--- Begin Extracted information ---

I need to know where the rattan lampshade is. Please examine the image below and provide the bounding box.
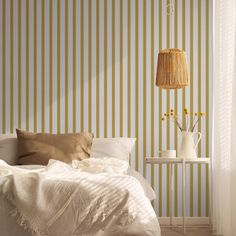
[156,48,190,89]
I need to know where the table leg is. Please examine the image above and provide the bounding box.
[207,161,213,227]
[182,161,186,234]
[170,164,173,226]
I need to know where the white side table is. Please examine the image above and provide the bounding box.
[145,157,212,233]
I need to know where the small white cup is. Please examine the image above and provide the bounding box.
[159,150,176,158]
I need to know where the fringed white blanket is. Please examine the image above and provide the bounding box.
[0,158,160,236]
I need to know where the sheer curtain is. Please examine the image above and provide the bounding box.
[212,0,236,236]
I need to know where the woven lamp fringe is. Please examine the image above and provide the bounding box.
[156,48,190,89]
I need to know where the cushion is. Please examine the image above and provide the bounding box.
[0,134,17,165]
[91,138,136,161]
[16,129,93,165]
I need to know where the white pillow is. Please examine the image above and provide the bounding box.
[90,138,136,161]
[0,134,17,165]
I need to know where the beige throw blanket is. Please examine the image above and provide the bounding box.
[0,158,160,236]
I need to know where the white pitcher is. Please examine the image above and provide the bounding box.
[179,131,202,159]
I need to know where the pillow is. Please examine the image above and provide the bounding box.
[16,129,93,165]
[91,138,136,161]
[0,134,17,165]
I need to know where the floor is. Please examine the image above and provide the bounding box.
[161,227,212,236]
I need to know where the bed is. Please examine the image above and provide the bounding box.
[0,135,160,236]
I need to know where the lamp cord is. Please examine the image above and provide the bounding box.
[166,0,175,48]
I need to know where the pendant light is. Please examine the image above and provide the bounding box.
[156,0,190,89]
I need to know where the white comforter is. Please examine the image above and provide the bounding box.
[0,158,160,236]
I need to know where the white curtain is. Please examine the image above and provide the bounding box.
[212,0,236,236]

--- End Extracted information ---
--- Begin Extracted information ---

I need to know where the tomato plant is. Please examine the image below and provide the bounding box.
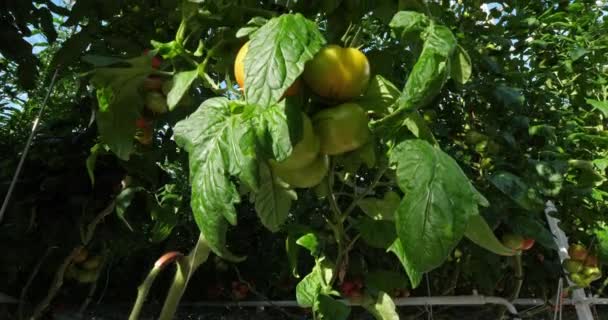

--- End Extracted information ---
--- Begin Extracted information ---

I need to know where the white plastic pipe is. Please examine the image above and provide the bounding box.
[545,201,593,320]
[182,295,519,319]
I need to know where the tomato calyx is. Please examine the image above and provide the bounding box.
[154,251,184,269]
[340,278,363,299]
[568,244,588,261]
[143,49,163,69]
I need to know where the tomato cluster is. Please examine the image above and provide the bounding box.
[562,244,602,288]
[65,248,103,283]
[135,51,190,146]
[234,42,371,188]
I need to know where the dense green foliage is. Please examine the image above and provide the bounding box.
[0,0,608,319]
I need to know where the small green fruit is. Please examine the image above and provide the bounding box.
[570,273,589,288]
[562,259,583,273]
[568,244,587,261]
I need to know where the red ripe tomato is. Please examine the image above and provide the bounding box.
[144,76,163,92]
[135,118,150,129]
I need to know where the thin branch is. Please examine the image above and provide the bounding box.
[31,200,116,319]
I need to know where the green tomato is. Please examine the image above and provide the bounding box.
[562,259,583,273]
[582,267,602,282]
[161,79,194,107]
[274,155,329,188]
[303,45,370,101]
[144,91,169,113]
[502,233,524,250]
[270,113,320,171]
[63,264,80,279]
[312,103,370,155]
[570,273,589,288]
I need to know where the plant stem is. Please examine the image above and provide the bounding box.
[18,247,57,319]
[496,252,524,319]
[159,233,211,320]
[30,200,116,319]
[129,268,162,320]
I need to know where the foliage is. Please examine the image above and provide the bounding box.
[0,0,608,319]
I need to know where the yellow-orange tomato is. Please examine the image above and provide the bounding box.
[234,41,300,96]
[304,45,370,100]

--- End Extracted information ---

| Directive |
Recast everything in the material from the line containing "I need to know where the green" down to the line containing "[304,45,370,100]" as a JSON list of strings, one string per line, leaving out blank lines.

| Expected answer |
[
  "I need to know where the green tomato is. Please examine the image above and provide the bounding box.",
  "[562,259,583,273]",
  "[582,267,602,282]",
  "[161,79,194,107]",
  "[274,155,329,188]",
  "[303,45,370,101]",
  "[144,91,169,113]",
  "[502,233,524,250]",
  "[270,113,320,171]",
  "[63,264,80,279]",
  "[312,103,370,155]",
  "[570,273,589,288]",
  "I need to know where the plant stem is. Please examine the image above and provide the bounding box.",
  "[18,247,57,319]",
  "[496,252,524,319]",
  "[159,233,211,320]",
  "[30,200,116,319]",
  "[129,268,162,320]",
  "I need to know where the foliage is. Please examine the image above and provide the bounding box.",
  "[0,0,608,319]",
  "I need to know where the yellow-orange tomato is. Please examine the image above and provide the bounding box.",
  "[234,41,300,96]",
  "[304,45,370,100]"
]